OBJECTIVE —
Update the records from the line that has "Target: balcony railing" through the end of the records, changing "pillow" to "cushion" and keeping everything else the same. Leave the pictures out of your answer.

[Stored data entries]
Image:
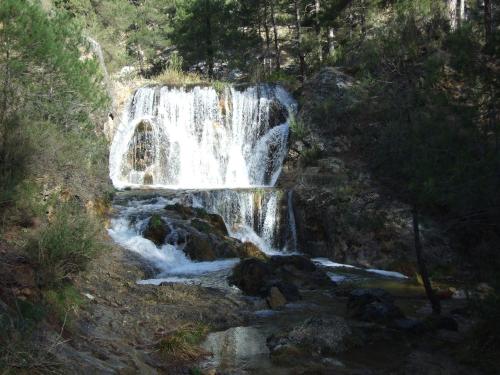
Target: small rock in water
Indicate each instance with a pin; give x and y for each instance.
(373, 305)
(275, 298)
(313, 337)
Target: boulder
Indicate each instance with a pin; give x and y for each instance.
(315, 337)
(252, 277)
(157, 230)
(200, 247)
(256, 277)
(275, 298)
(207, 246)
(250, 250)
(300, 271)
(373, 305)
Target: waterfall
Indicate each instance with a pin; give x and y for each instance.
(222, 150)
(291, 222)
(199, 138)
(251, 215)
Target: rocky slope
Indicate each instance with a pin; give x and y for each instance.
(341, 210)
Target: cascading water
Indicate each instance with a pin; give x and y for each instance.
(198, 138)
(223, 150)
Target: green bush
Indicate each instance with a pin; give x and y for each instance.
(65, 245)
(182, 345)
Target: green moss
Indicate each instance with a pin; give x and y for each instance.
(201, 225)
(182, 345)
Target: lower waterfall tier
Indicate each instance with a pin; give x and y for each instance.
(261, 216)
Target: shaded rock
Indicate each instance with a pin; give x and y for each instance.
(251, 276)
(207, 247)
(287, 273)
(313, 337)
(250, 250)
(200, 218)
(217, 223)
(184, 211)
(200, 248)
(372, 305)
(275, 298)
(300, 271)
(157, 230)
(408, 325)
(420, 362)
(277, 114)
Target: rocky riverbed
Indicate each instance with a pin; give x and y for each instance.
(273, 315)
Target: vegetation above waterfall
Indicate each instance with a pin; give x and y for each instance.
(398, 98)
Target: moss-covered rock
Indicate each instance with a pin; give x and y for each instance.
(157, 230)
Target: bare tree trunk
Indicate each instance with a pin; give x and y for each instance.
(461, 12)
(276, 41)
(267, 59)
(488, 27)
(298, 26)
(317, 28)
(331, 41)
(210, 49)
(436, 305)
(363, 18)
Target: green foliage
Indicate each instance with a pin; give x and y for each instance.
(310, 156)
(40, 67)
(65, 245)
(297, 127)
(484, 339)
(429, 93)
(182, 345)
(63, 302)
(207, 30)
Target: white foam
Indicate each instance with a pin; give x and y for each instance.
(387, 273)
(328, 263)
(325, 262)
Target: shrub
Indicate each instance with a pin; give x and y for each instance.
(65, 245)
(297, 128)
(182, 345)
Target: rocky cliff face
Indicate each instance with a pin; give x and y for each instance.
(341, 211)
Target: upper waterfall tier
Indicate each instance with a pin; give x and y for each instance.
(185, 138)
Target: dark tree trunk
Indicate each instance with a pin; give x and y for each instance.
(266, 26)
(436, 305)
(298, 26)
(276, 41)
(317, 29)
(331, 41)
(488, 24)
(210, 48)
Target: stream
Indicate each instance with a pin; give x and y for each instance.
(222, 151)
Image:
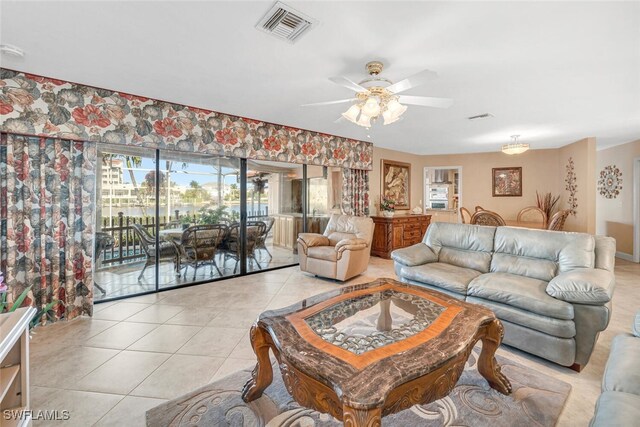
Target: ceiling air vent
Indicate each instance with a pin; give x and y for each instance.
(480, 116)
(284, 22)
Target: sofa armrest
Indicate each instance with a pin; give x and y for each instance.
(583, 286)
(414, 255)
(308, 240)
(350, 245)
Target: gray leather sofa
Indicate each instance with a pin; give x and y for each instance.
(619, 403)
(551, 290)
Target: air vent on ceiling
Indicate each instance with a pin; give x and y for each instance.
(284, 22)
(480, 116)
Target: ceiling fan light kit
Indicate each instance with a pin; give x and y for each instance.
(515, 147)
(377, 96)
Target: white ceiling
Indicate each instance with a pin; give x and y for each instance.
(551, 72)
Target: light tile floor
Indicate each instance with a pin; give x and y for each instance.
(122, 279)
(134, 354)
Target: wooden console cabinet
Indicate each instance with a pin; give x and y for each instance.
(397, 232)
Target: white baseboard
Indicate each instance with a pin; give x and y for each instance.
(624, 256)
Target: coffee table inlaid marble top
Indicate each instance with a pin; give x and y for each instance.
(364, 351)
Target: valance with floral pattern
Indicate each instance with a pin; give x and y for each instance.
(35, 105)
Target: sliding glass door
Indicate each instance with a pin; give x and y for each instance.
(125, 257)
(201, 197)
(274, 214)
(167, 219)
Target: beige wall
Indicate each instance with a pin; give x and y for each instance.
(542, 170)
(416, 175)
(614, 217)
(583, 153)
(539, 173)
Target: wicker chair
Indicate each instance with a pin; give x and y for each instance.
(533, 214)
(262, 239)
(487, 218)
(232, 245)
(465, 215)
(167, 250)
(557, 220)
(200, 244)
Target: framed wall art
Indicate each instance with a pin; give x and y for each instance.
(396, 183)
(507, 182)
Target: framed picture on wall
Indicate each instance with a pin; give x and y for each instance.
(396, 182)
(507, 182)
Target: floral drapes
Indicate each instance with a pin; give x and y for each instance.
(36, 105)
(47, 214)
(355, 192)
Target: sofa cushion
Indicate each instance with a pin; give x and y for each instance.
(447, 276)
(327, 253)
(543, 253)
(548, 325)
(622, 372)
(463, 245)
(614, 409)
(521, 292)
(583, 286)
(414, 255)
(337, 236)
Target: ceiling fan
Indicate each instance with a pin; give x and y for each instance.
(378, 96)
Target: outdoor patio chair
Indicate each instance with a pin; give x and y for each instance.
(200, 244)
(556, 223)
(167, 250)
(262, 239)
(232, 246)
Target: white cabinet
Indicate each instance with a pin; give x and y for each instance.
(14, 367)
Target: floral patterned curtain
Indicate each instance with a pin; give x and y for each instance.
(355, 192)
(47, 215)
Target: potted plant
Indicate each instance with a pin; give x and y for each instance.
(387, 206)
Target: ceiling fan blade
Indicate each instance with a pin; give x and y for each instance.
(426, 101)
(348, 83)
(341, 101)
(412, 81)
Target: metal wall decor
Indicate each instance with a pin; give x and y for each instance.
(610, 182)
(571, 186)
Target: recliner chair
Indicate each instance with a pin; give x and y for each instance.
(341, 252)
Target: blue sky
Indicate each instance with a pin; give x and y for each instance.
(192, 172)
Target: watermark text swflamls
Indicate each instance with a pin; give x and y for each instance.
(41, 415)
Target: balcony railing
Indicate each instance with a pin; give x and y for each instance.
(127, 245)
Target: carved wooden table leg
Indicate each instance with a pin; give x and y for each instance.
(352, 417)
(487, 364)
(262, 374)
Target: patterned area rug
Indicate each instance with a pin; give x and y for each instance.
(536, 400)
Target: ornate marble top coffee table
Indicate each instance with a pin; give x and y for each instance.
(365, 351)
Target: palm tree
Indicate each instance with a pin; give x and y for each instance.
(130, 162)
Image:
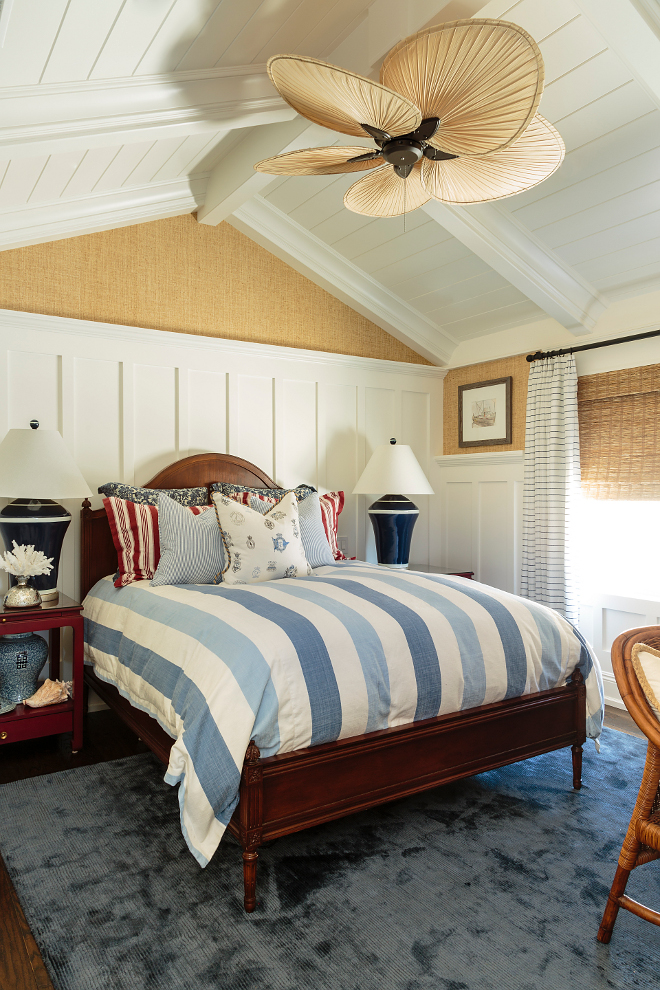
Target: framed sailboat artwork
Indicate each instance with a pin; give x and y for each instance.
(484, 413)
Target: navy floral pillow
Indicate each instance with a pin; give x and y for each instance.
(241, 493)
(149, 496)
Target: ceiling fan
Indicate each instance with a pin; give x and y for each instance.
(453, 118)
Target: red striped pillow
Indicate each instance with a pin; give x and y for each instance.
(134, 529)
(331, 505)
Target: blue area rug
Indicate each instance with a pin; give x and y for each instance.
(492, 883)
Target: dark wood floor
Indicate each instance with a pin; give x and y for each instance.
(106, 738)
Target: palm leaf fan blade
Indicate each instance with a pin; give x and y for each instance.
(340, 100)
(383, 193)
(533, 158)
(482, 78)
(317, 161)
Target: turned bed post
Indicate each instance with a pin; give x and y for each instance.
(251, 821)
(581, 726)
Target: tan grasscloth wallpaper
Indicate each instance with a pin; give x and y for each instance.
(187, 277)
(518, 367)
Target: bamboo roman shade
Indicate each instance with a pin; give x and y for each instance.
(619, 416)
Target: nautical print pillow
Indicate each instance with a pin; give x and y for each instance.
(261, 547)
(149, 496)
(191, 550)
(331, 505)
(242, 492)
(315, 541)
(134, 529)
(646, 662)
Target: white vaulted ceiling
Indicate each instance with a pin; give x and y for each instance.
(114, 112)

WORKED ANSWER —
Target: balcony railing
Indicate each instance with a pin; give x and y for each instance.
(127, 245)
Target: carved wooden table leg
Indicate each instance with a pin; give x and y for each instance.
(352, 417)
(487, 364)
(262, 374)
Target: patterned area rug
Indicate each instance with a pin; give x and y for each instance.
(536, 400)
Target: ornate marble top coffee table
Indicate each instance with a pin; give x and y for each instance.
(365, 351)
Target: palm tree
Indicate each instance with a pin; give x and y for each instance.
(130, 162)
Image:
Target: framed sailboat artwork
Indicate each instance with a pin; give x and y for each instance.
(484, 413)
Target: navy floral cushion
Indicate each instance with a pin; give x and y for each instance.
(241, 493)
(149, 496)
Target: ceiling fan
Indicate each instance with a pin; give x and y for each instance.
(453, 118)
Target: red striped cushion
Indicate each instance with a pin; give x and y for each instance.
(134, 529)
(331, 505)
Target: blue area rug
Indicate each instance with a pin; give x and y for each instance.
(492, 883)
Target: dark wood floor
Indicate each instance with a pin; give x and y for each instance.
(106, 738)
Target: palm leaf fan blade
Indicate each instance with a pin; give x and y for each instance.
(340, 100)
(383, 193)
(533, 158)
(482, 78)
(317, 161)
Target: turned bed post
Indicate each instance with a pin; give x and y for each instance.
(251, 821)
(581, 726)
Target: tan grasscloth wallpaper
Indicate each instance with a pin; give x and y for each instance.
(187, 277)
(518, 367)
Target: bamboo roman shade
Indicate each instance with a pin; give x and y for each instance.
(619, 416)
Target: nautical print cushion
Indicate each instance with a pin; give x and y for each instance.
(261, 547)
(149, 496)
(191, 550)
(331, 505)
(242, 492)
(315, 541)
(134, 529)
(646, 662)
Target: white vaulted ceiling
Indicate each instance with a pin; give x and y for each instance.
(114, 112)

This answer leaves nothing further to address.